● 所给摘录
######
Spark常见的Transformation算子(四)

原始数据
println("======================= 原始数据 ===========================")
val data1: RDD[String] = sc.parallelize(List("hello", "world", "spark", "hello", "spark", "hello", "scala"), 2)
println(s"原始数据为:${data1.collect.toBuffer}")
val info1: RDD[(String, Int)] = data1.map((_, 1))
println(s"map处理过后的数据:${info1.collect.toBuffer}")
val data2: RDD[(Int, Int)] = sc.parallelize(List((1, 2), (2, 3), (1, 3), (2, 5), (3, 6), (6, 2), (4, 1), (3, 8), (5, 1), (5, 9)), 2)
println(s"原始数据为:${data2.collect.toBuffer}")
val data3: RDD[(Int, Int)] = sc.parallelize(List((1, 2), (2, 3), (1, 3), (2, 5), (5, 6), (6, 2), (4, 1), (2, 8), (1, 1), (5, 9)), 2)
println(s"原始数据为:${data3.collect.toBuffer}")
######
● 数据摘录
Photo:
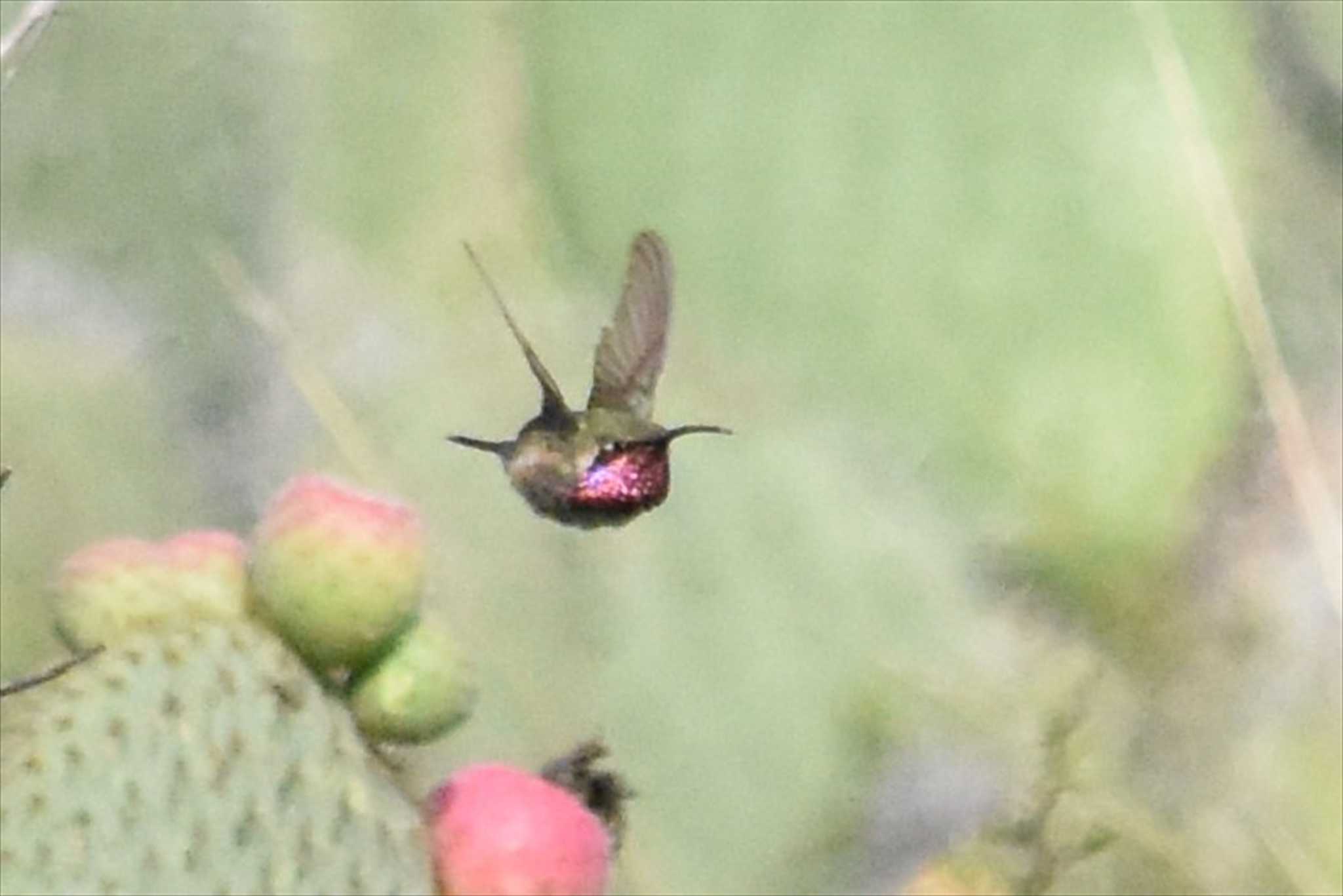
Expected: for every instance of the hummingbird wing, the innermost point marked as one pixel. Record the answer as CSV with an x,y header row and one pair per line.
######
● 任务要求
在这段 Spark Transformation 算子示例代码中,用 parallelize 创建 data1 时指定的分区数是多少?

● 问题解答
2